> **EXERCISE DIRECTIONS**
Print the material below unchanged, character for character, from the first line to the last.

> **DATA LISTING**
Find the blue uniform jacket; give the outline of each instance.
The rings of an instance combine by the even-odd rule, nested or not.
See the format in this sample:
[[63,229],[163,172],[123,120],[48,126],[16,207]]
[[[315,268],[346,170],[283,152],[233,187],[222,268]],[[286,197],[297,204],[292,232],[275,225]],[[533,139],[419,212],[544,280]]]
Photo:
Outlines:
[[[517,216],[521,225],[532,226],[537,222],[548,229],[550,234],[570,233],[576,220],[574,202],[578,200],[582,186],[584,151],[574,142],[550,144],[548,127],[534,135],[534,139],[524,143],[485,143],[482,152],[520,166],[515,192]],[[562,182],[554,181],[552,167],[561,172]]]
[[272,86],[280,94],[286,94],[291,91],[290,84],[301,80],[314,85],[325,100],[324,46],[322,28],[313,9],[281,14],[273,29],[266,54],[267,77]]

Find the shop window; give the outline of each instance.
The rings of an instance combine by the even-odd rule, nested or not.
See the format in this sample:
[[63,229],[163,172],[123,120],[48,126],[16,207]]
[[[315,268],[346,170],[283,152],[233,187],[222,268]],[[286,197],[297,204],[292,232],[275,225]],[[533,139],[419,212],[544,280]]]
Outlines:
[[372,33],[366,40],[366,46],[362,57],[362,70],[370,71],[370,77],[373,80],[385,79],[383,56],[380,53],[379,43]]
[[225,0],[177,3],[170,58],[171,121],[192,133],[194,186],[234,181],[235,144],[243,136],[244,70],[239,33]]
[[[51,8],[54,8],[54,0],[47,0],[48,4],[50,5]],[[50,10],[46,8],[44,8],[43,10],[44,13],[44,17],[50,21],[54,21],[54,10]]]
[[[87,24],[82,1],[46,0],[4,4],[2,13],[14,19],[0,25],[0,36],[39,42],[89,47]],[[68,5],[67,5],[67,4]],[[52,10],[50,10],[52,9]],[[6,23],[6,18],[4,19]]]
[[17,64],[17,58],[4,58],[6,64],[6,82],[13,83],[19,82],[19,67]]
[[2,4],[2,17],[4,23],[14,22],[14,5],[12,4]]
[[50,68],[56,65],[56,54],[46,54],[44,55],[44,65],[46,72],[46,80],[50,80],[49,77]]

> **CORRECT ANSWER**
Find the blue uniform jacket; give the outline of each instance.
The rings of an instance combine by the even-odd rule, nested or not.
See the format in this sample:
[[63,229],[163,172],[123,120],[48,126],[16,207]]
[[[315,268],[346,170],[283,152],[233,187],[222,268]],[[286,197],[297,204],[292,232],[275,225]],[[533,139],[419,212],[544,280]]]
Photo:
Outlines:
[[[517,216],[521,225],[532,226],[537,222],[548,229],[550,234],[570,233],[576,220],[574,202],[578,200],[582,186],[584,151],[574,142],[550,144],[548,127],[534,135],[534,139],[524,143],[485,143],[482,152],[520,166],[515,192]],[[562,182],[554,181],[552,167],[561,172]]]
[[272,86],[280,94],[286,94],[291,91],[290,84],[301,80],[314,85],[325,100],[324,46],[322,28],[313,9],[281,14],[273,29],[266,54],[267,77]]

Find the shop window; give the outline of each instance.
The rings of an instance combine by the even-odd rule, nested or not.
See the format in this sample:
[[63,229],[163,172],[123,120],[48,126],[16,207]]
[[[315,268],[346,170],[283,152],[233,187],[222,268]],[[286,197],[297,204],[292,232],[275,225]],[[533,139],[419,212],[544,280]]]
Outlines:
[[372,33],[366,40],[366,46],[362,57],[362,70],[370,71],[370,77],[373,80],[385,79],[383,56],[380,53],[379,43]]
[[225,0],[177,3],[170,58],[171,121],[192,133],[194,186],[234,181],[235,144],[243,136],[244,70],[239,33]]
[[[51,8],[54,8],[54,0],[47,0],[48,4],[50,5]],[[50,10],[46,8],[44,8],[43,10],[44,13],[44,17],[50,21],[54,21],[54,10]]]
[[[87,24],[82,1],[46,0],[4,4],[2,13],[14,19],[0,25],[0,36],[39,42],[89,47]],[[68,5],[67,5],[67,4]],[[52,10],[50,10],[52,9]],[[6,23],[6,18],[4,19]]]
[[17,64],[17,58],[4,58],[6,64],[6,82],[13,83],[19,82],[19,67]]
[[2,4],[2,17],[4,23],[14,22],[14,5],[12,4]]
[[50,68],[56,65],[56,54],[46,54],[44,55],[44,65],[46,72],[46,80],[50,80],[49,77]]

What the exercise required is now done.